Source document:
————

Here’s the thing, though: those of us who’ve chosen the hard path, which, if survived, leads to fulfillment, riches, happiness and more, are misunderstood and called “dreamers.” When you choose to take the hard path and blaze your own trail in the world, many people will doubt you, hate on you and do their best to crush your dreams.
“Sometimes, you get to the top and then your family hates. I don’t give a damn what them haters say.” – Kevin Gates
I remember in 2005, I read this book called Think and Grow Rich. I’m sure you’ve either read it or heard about it. After I finished the book, I made a decision to make a change. No more crystal meth and partying. I would clean up my life and make a friggin’ difference in the world. That book inspired me.
Yet, when I told my wife, mom, dad and friends that I was going to change my thinking and change my life, they laughed. They told me I’d better get a real job and stop pretending like I was anything other than a drug addict convict. That sh*t hurt, man. Here I was, all pumped up and ready to get my sh*t together, and they were doubting. Which led me to self-doubt.
After all, I was a constant failure. I’d failed at selling drugs. Failed at starting my own business. And failed at a business partnership which led to a lawsuit. Maybe I wasn’t supposed to change. Maybe it was my destiny to stay a dirtbag. No one around me was successful.
They were like crabs in a bucket, pulling me back to their level.
It pushed me to a point where I stopped discussing my goals with anyone I knew. I decided I wasn’t getting anything from the relationships I had, so I went out looking for better connections. People I could share my dreams with, who would get me. Those who did not know my past and would not judge my future by anything but who I am.
Back in 2005, social media was not on the scene yet. I had to do things a little differently. I got on the Internet and used Google to find a local church run by a motivational speaker dude. On the church’s homepage was a list of the biggest donors in the congregation. I got the email address of the top guy and reached out.
I told him I had never been to church and I was thinking about changing my ways and submitting to God. He agreed to meet me for lunch. From that point on, we clicked and as we got to know each other, I told my new friend about my dreams and he helped me make them a reality.
As I got closer and closer to my new friend and started attending the church, I met more people. This church was FULL of entrepreneurs. It was almost like this was the Church of the Entrepreneur or something. I got involved with several other business owners and they ended up sending me hundreds of thousands of dollars in business over the course of three years.
When I was released from prison in 2008, my old friends and family started in on me again. When my mortgage license expired and wasn’t able to be renewed in 2010, they got down on me and said things like, ” I told you. Easy come. Easy go. You weren’t meant to be running no fancy banking business.”
Every entrepreneur’s business path has lots of pivots. The path to success is not a straight line. Most people can’t blaze that path, therefore they don’t understand when we blaze the trail and run into obstacles.
Most people poke you on the pivots and doubt you when you win. It’s just part of life. Get used to it and get over it.

————

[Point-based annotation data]
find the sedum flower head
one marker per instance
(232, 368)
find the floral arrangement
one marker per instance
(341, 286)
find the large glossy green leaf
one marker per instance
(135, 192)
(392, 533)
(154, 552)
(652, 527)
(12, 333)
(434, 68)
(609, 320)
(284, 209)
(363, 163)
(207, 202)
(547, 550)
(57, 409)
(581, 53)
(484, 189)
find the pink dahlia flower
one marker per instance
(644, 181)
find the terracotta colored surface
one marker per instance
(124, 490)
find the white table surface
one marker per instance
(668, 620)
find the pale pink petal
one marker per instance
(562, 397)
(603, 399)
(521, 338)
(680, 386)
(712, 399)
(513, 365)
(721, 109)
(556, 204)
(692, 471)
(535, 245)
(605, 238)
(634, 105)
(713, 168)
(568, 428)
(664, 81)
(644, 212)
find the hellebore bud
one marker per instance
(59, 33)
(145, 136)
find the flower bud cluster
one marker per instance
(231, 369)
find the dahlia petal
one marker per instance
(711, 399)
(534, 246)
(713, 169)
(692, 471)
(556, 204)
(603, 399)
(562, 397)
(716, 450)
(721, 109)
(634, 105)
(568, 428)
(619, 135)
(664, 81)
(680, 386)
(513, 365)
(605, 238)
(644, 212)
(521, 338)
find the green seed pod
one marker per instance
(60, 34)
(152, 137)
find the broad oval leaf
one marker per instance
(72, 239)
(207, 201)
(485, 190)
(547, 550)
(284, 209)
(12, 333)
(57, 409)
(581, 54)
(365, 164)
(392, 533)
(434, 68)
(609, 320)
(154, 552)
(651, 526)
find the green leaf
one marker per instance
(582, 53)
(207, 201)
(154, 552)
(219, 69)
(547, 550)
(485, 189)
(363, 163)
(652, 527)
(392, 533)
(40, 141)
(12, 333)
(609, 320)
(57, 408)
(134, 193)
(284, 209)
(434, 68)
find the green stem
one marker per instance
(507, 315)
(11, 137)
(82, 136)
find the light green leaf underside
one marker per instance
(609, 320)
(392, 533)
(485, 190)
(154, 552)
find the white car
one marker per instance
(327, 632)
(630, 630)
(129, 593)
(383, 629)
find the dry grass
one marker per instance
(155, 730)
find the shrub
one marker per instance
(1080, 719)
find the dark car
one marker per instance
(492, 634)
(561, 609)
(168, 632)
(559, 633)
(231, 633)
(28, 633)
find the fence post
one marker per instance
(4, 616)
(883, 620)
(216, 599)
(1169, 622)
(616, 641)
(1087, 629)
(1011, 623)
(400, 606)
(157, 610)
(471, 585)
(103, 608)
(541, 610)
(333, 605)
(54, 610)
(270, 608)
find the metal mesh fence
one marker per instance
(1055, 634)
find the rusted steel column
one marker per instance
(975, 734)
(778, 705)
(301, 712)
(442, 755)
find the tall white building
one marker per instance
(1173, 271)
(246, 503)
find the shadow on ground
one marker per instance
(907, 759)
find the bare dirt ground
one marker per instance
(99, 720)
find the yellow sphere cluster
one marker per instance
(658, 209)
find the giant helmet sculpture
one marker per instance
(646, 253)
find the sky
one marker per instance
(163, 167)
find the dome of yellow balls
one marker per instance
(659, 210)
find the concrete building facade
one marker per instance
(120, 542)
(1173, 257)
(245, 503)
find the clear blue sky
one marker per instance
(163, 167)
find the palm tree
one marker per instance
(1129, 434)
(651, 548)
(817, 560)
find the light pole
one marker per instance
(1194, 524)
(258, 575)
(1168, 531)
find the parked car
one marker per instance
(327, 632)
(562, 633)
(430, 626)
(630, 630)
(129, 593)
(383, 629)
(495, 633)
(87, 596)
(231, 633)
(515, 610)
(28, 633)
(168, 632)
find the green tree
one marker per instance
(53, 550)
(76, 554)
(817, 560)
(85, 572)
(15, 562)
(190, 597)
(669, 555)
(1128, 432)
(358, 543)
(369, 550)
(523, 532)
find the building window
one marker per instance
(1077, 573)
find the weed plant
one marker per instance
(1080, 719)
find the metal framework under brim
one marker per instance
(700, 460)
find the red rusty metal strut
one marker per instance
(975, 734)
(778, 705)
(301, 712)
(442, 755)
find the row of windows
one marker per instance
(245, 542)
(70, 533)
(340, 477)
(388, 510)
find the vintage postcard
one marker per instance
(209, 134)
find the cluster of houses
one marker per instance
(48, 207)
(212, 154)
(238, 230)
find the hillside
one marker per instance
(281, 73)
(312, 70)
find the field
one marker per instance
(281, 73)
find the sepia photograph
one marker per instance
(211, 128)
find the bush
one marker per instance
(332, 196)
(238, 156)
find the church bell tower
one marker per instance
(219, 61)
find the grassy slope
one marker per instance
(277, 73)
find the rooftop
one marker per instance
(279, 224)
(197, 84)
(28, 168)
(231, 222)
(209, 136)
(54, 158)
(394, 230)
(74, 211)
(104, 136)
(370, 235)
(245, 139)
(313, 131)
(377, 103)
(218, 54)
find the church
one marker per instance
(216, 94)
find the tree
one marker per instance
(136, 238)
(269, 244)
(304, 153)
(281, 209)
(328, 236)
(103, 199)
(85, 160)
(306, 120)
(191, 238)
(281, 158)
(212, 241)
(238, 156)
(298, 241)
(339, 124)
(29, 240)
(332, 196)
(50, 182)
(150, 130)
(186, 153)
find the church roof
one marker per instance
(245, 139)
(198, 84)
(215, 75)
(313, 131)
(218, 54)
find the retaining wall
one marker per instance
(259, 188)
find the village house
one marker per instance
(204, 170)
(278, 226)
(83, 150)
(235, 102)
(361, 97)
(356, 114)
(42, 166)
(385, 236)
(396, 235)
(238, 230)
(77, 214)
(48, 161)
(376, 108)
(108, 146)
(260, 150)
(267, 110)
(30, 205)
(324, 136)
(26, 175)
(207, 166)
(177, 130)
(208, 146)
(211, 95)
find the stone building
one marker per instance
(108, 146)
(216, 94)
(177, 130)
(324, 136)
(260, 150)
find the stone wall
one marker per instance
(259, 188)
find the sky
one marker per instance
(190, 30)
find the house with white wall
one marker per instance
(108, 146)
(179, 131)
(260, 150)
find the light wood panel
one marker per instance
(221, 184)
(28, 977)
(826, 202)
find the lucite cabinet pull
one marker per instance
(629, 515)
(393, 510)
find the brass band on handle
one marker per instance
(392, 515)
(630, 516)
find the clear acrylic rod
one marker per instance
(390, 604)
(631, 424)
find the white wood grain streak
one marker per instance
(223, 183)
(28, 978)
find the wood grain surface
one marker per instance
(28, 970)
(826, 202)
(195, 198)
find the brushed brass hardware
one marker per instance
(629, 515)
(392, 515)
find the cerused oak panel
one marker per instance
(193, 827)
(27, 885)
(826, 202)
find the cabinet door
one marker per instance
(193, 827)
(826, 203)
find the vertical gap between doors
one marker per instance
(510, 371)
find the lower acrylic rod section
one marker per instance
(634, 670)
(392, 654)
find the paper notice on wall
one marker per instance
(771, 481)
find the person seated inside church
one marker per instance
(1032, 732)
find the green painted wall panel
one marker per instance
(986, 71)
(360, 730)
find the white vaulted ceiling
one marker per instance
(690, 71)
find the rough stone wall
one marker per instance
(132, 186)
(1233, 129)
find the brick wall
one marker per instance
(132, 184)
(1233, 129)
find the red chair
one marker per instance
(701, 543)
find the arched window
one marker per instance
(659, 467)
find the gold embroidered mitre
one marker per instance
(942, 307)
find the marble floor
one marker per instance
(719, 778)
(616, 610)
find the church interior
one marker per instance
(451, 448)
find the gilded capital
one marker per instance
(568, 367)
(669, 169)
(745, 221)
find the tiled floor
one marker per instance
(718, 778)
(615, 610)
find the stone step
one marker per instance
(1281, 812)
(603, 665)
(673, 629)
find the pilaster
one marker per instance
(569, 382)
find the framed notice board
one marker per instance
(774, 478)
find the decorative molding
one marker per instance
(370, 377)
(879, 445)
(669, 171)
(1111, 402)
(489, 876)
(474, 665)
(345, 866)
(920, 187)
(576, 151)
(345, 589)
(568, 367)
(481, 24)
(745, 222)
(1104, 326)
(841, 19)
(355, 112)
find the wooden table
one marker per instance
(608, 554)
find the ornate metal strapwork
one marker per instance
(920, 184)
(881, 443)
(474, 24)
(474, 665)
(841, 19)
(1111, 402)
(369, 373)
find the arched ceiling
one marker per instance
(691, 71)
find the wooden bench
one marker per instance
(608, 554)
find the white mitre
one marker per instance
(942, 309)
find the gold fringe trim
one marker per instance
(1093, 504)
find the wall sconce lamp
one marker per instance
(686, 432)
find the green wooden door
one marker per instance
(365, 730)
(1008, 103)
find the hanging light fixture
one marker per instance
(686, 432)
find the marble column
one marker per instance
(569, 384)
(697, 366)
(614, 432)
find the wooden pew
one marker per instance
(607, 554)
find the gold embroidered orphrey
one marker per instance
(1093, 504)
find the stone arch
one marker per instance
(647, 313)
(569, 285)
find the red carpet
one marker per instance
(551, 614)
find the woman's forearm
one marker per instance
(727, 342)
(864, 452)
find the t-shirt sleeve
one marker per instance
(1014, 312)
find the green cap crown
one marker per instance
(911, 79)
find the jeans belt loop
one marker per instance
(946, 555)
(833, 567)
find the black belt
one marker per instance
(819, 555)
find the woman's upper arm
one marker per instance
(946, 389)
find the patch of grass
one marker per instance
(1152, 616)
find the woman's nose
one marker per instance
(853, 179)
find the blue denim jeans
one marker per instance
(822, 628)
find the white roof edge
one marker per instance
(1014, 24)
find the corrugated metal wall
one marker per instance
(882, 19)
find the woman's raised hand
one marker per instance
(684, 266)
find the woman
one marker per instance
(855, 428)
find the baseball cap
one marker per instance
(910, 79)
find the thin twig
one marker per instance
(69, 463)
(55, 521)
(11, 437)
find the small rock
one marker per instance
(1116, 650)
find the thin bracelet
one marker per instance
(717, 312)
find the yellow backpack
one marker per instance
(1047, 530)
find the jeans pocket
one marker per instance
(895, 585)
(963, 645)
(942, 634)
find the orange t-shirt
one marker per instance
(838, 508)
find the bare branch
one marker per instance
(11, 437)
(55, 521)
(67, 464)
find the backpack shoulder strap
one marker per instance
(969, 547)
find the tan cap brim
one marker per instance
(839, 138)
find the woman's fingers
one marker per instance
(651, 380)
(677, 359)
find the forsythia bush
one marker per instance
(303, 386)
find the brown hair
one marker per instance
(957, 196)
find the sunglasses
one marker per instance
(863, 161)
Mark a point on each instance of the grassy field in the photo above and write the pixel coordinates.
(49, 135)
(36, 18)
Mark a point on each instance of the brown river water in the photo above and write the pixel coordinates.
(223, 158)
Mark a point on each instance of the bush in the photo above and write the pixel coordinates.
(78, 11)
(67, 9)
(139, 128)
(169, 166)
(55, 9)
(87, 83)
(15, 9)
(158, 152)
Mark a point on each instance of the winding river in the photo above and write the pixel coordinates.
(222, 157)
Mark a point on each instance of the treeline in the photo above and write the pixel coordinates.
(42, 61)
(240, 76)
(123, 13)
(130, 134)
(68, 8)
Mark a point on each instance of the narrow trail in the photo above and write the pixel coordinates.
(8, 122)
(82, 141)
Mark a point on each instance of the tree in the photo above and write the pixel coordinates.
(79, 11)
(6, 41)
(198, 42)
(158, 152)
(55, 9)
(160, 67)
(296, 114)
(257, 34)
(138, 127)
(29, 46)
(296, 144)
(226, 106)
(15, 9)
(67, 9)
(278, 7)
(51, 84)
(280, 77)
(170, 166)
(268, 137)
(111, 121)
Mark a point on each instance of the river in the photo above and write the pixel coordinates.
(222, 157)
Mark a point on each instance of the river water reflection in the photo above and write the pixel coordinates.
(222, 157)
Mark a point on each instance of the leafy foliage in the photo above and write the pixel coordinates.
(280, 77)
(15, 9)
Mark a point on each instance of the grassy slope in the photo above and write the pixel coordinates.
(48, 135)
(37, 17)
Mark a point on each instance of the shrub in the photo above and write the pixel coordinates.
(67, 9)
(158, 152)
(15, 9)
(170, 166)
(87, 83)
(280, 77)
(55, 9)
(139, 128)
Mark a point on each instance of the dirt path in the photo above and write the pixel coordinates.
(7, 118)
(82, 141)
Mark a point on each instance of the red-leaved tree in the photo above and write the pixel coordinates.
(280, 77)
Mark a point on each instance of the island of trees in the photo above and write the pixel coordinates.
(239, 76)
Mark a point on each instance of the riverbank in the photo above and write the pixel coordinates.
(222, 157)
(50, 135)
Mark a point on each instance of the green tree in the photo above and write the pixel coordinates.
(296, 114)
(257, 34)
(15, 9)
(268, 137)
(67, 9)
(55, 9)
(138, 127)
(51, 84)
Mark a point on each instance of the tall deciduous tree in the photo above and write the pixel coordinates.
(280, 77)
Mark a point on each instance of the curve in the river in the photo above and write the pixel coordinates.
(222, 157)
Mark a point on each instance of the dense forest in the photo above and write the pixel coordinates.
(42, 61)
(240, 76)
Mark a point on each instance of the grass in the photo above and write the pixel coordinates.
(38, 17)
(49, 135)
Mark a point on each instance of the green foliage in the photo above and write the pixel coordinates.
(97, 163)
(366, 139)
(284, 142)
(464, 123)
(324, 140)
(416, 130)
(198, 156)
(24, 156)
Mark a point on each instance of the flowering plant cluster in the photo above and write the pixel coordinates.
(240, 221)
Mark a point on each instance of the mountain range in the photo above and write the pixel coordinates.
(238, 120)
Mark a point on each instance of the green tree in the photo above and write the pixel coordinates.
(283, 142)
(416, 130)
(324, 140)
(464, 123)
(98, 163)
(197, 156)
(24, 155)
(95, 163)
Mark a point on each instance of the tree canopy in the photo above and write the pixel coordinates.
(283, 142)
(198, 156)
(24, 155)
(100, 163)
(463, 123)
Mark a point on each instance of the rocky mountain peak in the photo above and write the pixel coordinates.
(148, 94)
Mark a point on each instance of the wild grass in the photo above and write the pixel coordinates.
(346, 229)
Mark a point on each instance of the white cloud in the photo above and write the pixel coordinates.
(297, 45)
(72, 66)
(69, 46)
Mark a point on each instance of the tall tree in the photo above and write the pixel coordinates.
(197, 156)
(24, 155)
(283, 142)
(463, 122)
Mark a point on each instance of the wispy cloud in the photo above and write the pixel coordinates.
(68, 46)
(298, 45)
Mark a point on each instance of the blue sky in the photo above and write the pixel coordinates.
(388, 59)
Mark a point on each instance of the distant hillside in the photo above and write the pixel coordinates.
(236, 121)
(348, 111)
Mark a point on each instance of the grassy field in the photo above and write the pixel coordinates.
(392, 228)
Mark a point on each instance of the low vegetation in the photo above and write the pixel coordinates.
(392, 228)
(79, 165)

————

Goal 1:
Output a verbatim span of the essay excerpt, beginning at the words that include "Yet, when I" and stopping after "me was successful.".
Goal 2:
In the essay excerpt, over how many years did the business owners met at the church send hundreds of thousands of dollars in business?
These entries come from a separate source, unrelated to the essay excerpt.

Written reply 1:
Yet, when I told my wife, mom, dad and friends that I was going to change my thinking and change my life, they laughed. They told me I’d better get a real job and stop pretending like I was anything other than a drug addict convict. That sh*t hurt, man. Here I was, all pumped up and ready to get my sh*t together, and they were doubting. Which led me to self-doubt.
After all, I was a constant failure. I’d failed at selling drugs. Failed at starting my own business. And failed at a business partnership which led to a lawsuit. Maybe I wasn’t supposed to change. Maybe it was my destiny to stay a dirtbag. No one around me was successful.

Written reply 2:
Three years.